■ **Text section**:
=-=-=
Re: [PATCH] [15/58] i386: Rewrite sched_clock

* Daniel Walker ([email protected]) wrote:
> On Thu, 2007-07-19 at 11:54 +0200, Andi Kleen wrote:
> > Move it into an own file for easy sharing.
> > Do everything per CPU. This avoids problems with TSCs that
> > tick at different frequencies per CPU.
> > Resync properly on cpufreq changes. CPU frequency is instable
> > around cpu frequency changing, so fall back during a backing
> > clock during this period.
> > Hopefully TSC will work now on all systems except when there isn't a
> > physical TSC. 
> > 
> > And
> > 
> > +From: Jeremy Fitzhardinge <[email protected]>
> > Three cleanups there:
> >  - change "instable" -> "unstable"
> >  - it's better to use get_cpu_var for getting this cpu's variables
> >  - change cycles_2_ns to do the full computation rather than just the
> >    tsc->ns scaling.  It's a simpler interface, and it makes the function
....
> > +/*
> > + * Scheduler clock - returns current time in nanosec units.
> > + * All data is local to the CPU.
> > + * The values are approximately[1] monotonic local to a CPU, but not
> > + * between CPUs.   There might be also an occasionally random error,
> > + * but not too bad. Between CPUs the values can be non monotonic.
> > + *
> > + * [1] no attempt to stop CPU instruction reordering, which can hit
> > + * in a 100 instruction window or so.
> > + *
> > + * The clock can be in two states: stable and unstable.
> > + * When it is stable we use the TSC per CPU.
> > + * When it is unstable we use jiffies as fallback.
> > + * stable->unstable->stable transitions can happen regularly
> > + * during CPU frequency changes.
> > + * There is special code to avoid having the clock jump backwards
> > + * when we switch from TSC to jiffies, which needs to keep some state
> > + * per CPU. This state is protected against parallel state changes
> > + * with interrupts off.
> The comment still says something about interrupts off, but that was
> removed it looks like.
> 

I noticed the same thing about interrupts off when going through the
code. Andi, since you are already playing with per cpu variables, you
could leverage asm/local.h there by declaring last_val as local_t and
use either local_cmpxchg or local_add_return (depending on your needs)
=-=-=
■ **Data extract**:
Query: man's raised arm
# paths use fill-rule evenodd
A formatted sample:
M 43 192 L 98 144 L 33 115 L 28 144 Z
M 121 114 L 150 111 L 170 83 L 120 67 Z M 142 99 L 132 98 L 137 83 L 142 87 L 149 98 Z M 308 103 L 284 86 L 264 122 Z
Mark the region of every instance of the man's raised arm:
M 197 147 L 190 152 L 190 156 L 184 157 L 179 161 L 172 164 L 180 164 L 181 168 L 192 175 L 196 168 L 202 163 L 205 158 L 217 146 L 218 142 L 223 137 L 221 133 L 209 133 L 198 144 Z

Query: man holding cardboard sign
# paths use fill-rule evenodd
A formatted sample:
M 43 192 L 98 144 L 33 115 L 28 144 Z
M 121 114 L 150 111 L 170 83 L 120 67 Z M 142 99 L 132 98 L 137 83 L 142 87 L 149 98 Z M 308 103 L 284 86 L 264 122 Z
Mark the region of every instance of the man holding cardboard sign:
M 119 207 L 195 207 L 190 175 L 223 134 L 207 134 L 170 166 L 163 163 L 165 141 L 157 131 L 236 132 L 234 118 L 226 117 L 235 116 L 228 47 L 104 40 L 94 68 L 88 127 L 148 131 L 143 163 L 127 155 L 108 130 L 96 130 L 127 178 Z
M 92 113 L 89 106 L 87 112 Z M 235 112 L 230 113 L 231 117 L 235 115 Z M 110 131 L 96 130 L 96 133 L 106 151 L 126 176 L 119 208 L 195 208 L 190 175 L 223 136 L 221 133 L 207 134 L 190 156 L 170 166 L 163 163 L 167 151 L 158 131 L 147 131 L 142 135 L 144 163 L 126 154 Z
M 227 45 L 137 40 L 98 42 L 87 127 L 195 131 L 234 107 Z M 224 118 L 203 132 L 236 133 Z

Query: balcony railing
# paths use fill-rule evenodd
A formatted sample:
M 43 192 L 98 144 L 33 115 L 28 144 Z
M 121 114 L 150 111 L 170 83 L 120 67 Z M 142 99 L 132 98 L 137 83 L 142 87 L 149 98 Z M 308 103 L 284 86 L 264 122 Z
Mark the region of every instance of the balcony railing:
=-=-=
■ **Required task 1**: Copy the passage from "I noticed the" up to and including "on your needs)" in the sched_clock patch thread above, and set it down word for word.
■ **Required task 2**: Please condense the paragraph in the sched_clock patch thread above that begins "The clock can be in two states" into a short bulleted list that keeps its main facts.
■ **Required task 3**: According to the sched_clock patch thread above, what units does the scheduler clock return the current time in?

■ **Right answer 1**:
I noticed the same thing about interrupts off when going through the
code. Andi, since you are already playing with per cpu variables, you
could leverage asm/local.h there by declaring last_val as local_t and
use either local_cmpxchg or local_add_return (depending on your needs)

■ **Right answer 2**:
- The clock has two states: stable and unstable.
- When stable, it uses the TSC per CPU.
- When unstable, it falls back to jiffies.
- Stable→unstable→stable transitions can happen regularly during CPU frequency changes.
- Special code keeps the clock from jumping backwards when switching from TSC to jiffies, which requires keeping some state per CPU.
- That state is protected against parallel state changes with interrupts off.

■ **Right answer 3**: Nanoseconds.